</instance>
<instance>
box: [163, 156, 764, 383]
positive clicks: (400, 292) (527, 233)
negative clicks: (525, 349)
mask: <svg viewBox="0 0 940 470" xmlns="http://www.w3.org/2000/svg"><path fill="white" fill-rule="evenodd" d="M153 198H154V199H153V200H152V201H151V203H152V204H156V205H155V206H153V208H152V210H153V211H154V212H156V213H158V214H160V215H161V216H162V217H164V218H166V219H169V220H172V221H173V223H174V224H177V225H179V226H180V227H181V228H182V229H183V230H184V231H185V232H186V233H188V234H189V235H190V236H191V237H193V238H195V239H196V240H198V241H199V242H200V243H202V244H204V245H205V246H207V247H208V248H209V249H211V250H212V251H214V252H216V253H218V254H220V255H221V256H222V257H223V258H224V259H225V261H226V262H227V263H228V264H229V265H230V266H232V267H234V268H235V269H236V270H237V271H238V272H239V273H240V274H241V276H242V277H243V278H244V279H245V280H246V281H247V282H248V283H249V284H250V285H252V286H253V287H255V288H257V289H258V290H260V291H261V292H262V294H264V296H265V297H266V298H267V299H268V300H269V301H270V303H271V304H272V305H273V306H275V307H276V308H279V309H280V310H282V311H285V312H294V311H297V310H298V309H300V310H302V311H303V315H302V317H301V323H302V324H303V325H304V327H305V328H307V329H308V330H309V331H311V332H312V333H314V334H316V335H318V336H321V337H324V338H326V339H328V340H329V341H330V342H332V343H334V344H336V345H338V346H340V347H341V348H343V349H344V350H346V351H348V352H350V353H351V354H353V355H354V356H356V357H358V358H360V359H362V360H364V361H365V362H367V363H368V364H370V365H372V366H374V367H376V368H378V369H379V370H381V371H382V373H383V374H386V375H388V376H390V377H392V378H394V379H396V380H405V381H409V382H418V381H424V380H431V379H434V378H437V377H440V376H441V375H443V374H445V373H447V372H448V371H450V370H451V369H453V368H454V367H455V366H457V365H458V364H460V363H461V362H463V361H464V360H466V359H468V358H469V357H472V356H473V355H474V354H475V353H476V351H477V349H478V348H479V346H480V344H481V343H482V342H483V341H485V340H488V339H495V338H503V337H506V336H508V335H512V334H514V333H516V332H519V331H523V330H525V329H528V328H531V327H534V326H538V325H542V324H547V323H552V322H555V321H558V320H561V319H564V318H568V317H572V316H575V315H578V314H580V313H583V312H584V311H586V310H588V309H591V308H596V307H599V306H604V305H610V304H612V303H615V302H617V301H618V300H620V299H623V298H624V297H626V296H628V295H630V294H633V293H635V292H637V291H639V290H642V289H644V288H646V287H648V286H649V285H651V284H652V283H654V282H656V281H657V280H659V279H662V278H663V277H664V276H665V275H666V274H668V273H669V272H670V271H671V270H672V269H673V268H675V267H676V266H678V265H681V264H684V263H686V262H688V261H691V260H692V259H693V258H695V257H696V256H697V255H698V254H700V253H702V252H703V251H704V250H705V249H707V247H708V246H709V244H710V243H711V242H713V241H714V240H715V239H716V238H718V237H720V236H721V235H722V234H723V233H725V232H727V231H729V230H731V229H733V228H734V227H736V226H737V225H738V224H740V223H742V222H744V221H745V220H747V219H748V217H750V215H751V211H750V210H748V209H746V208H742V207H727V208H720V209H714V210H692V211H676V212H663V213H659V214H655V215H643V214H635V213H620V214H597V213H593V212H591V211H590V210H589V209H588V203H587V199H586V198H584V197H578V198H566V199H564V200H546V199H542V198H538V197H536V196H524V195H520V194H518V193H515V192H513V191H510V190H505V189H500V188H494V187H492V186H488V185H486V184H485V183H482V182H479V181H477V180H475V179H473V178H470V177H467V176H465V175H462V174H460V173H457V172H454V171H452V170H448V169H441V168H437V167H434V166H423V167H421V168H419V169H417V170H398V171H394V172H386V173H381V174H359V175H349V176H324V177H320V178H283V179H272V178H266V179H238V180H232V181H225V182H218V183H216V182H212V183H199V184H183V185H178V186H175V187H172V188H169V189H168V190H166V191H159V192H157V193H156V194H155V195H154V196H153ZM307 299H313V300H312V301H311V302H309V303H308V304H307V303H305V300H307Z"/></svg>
━━━━━━━━━━
Switch every "clicks" in the entries above to "points" and reproduce the lines with nothing else altered.

→ **Exercise result**
</instance>
<instance>
box: [163, 156, 764, 383]
positive points: (400, 292) (527, 233)
negative points: (525, 349)
mask: <svg viewBox="0 0 940 470" xmlns="http://www.w3.org/2000/svg"><path fill="white" fill-rule="evenodd" d="M153 198H154V199H153V200H152V201H151V203H152V204H156V205H155V206H153V208H152V210H153V211H154V212H156V213H158V214H160V215H161V216H162V217H164V218H166V219H169V220H172V221H173V223H174V224H177V225H179V226H180V227H181V228H182V229H183V230H184V231H185V232H186V233H188V234H189V235H190V236H191V237H193V238H195V239H196V240H198V241H199V242H200V243H202V244H204V245H205V246H207V247H208V248H209V249H211V250H212V251H214V252H216V253H218V254H220V255H221V256H222V257H223V258H224V259H225V261H226V262H227V263H228V264H229V265H230V266H232V267H234V268H235V269H236V270H237V271H238V272H239V273H240V274H241V276H242V277H243V278H244V279H245V280H246V281H247V282H248V283H249V284H250V285H252V286H253V287H255V288H257V289H258V290H260V291H261V292H262V294H264V296H265V297H266V298H267V299H268V300H269V301H270V303H271V304H272V305H273V306H275V307H276V308H279V309H280V310H282V311H285V312H294V311H297V310H298V309H300V310H302V311H303V315H302V317H301V323H302V324H303V325H304V327H305V328H307V329H308V330H309V331H311V332H312V333H314V334H316V335H318V336H321V337H324V338H326V339H328V340H329V341H330V342H332V343H334V344H336V345H338V346H340V347H341V348H343V349H344V350H346V351H348V352H350V353H351V354H353V355H354V356H356V357H358V358H360V359H362V360H364V361H365V362H367V363H368V364H370V365H372V366H374V367H376V368H378V369H379V370H381V371H382V373H383V374H386V375H388V376H390V377H392V378H394V379H396V380H405V381H409V382H418V381H424V380H431V379H434V378H437V377H440V376H441V375H443V374H445V373H447V372H448V371H450V370H451V369H453V368H454V367H455V366H457V365H458V364H460V363H461V362H463V361H464V360H466V359H468V358H469V357H472V356H473V355H474V354H475V353H476V351H477V349H478V348H479V346H480V344H481V343H482V342H483V341H485V340H488V339H495V338H503V337H506V336H508V335H512V334H514V333H516V332H519V331H523V330H525V329H528V328H531V327H534V326H538V325H542V324H547V323H552V322H555V321H558V320H561V319H564V318H568V317H572V316H575V315H578V314H580V313H583V312H584V311H586V310H588V309H591V308H596V307H599V306H604V305H610V304H612V303H615V302H617V301H618V300H620V299H623V298H624V297H626V296H628V295H630V294H633V293H635V292H637V291H639V290H642V289H644V288H646V287H648V286H649V285H651V284H652V283H654V282H656V281H657V280H659V279H662V278H663V277H664V276H665V275H666V274H668V273H669V272H670V271H671V270H672V269H673V268H675V267H676V266H678V265H681V264H684V263H686V262H688V261H691V260H692V259H693V258H695V257H696V256H697V255H698V254H700V253H702V252H703V251H704V250H705V249H707V247H708V246H709V244H710V243H711V242H713V241H714V240H715V239H716V238H718V237H720V236H721V235H722V234H723V233H725V232H727V231H729V230H731V229H733V228H734V227H736V226H737V225H738V224H740V223H742V222H744V221H745V220H747V219H748V217H750V215H751V211H750V210H748V209H746V208H742V207H727V208H720V209H714V210H692V211H676V212H663V213H659V214H655V215H643V214H635V213H620V214H597V213H593V212H591V211H590V210H589V209H588V203H587V199H586V198H584V197H578V198H566V199H564V200H546V199H542V198H538V197H536V196H524V195H520V194H518V193H515V192H513V191H510V190H505V189H500V188H494V187H492V186H488V185H486V184H485V183H482V182H479V181H477V180H475V179H473V178H470V177H467V176H465V175H462V174H460V173H457V172H454V171H452V170H448V169H441V168H437V167H434V166H423V167H421V168H419V169H417V170H398V171H394V172H386V173H381V174H359V175H349V176H324V177H320V178H283V179H272V178H266V179H238V180H232V181H225V182H218V183H216V182H212V183H199V184H183V185H178V186H175V187H172V188H169V189H168V190H166V191H159V192H157V193H156V194H155V195H154V196H153ZM307 299H313V300H312V301H311V302H309V303H308V304H307V303H305V300H307Z"/></svg>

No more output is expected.